JOB> Write out the rows below, starting at the first row and ending at the row that contains "(442, 1019)", with each request unchanged. Multiply every coordinate in the answers by 0.65 and round each result to a whole number, rounding halves up.

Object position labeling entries
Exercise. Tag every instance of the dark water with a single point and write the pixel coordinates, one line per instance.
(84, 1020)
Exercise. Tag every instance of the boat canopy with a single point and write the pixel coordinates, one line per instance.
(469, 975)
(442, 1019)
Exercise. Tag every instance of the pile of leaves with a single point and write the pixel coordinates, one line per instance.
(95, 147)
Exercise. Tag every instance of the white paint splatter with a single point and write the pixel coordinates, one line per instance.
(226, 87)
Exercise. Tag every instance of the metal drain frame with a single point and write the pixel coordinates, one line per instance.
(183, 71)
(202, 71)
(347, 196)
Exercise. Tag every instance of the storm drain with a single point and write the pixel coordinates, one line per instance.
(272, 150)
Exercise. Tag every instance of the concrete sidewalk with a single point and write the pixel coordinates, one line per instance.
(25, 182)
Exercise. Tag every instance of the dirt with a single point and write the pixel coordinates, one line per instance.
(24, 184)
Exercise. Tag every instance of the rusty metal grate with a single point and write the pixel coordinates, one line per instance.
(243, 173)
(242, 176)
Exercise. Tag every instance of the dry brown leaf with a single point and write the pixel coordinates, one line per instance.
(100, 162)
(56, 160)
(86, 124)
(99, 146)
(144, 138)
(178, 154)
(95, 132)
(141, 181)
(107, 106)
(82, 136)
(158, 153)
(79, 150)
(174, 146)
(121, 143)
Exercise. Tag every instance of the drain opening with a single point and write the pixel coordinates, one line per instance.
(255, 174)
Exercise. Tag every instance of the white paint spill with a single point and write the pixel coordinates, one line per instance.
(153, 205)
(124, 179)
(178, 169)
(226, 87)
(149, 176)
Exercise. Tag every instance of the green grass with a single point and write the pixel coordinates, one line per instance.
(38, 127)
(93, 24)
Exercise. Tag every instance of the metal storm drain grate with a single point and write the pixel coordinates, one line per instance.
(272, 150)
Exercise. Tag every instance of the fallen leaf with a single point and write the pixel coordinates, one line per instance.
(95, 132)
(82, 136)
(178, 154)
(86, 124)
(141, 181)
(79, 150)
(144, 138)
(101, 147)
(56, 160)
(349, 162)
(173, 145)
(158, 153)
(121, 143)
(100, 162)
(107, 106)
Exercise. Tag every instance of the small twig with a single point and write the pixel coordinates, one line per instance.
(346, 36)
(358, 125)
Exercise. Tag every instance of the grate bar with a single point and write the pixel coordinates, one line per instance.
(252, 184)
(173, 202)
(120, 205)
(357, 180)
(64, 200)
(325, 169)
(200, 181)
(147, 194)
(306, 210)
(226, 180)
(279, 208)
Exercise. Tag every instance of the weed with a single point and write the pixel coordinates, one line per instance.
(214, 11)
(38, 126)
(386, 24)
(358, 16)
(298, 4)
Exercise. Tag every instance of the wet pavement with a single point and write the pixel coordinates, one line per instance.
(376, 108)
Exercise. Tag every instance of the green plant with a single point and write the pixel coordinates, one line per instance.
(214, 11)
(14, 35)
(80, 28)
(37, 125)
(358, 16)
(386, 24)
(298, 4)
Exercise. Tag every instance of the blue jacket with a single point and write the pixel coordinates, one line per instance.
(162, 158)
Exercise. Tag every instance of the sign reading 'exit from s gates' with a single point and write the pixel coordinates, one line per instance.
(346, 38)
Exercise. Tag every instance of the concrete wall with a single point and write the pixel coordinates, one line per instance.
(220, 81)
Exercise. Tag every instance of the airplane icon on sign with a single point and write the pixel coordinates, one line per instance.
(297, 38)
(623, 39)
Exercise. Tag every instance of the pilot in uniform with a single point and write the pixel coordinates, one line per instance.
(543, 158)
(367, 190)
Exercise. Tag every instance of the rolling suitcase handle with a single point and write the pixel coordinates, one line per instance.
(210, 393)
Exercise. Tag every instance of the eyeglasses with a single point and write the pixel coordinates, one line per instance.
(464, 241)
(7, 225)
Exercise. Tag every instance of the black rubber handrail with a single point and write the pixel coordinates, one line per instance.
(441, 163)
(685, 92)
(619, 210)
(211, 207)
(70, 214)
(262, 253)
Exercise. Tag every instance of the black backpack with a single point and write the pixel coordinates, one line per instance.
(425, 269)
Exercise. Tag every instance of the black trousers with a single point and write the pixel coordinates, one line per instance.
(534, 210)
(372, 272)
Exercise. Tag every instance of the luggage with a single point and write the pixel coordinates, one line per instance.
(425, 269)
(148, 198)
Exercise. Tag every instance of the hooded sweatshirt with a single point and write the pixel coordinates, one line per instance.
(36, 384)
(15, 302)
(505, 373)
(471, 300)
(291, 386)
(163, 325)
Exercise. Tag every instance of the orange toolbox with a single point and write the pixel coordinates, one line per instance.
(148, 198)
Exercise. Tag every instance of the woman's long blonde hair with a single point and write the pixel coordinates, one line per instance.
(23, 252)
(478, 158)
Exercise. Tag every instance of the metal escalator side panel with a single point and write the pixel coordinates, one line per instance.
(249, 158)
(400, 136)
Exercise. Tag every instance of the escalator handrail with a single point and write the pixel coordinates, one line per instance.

THE RESPONSE>
Exercise. Tag every instance of the dark water with a single point and write the pixel coordinates, one line per instance.
(55, 663)
Exercise. Tag every instance of the boat canopy with a single point and write the pixel coordinates, one line per instance.
(305, 634)
(287, 662)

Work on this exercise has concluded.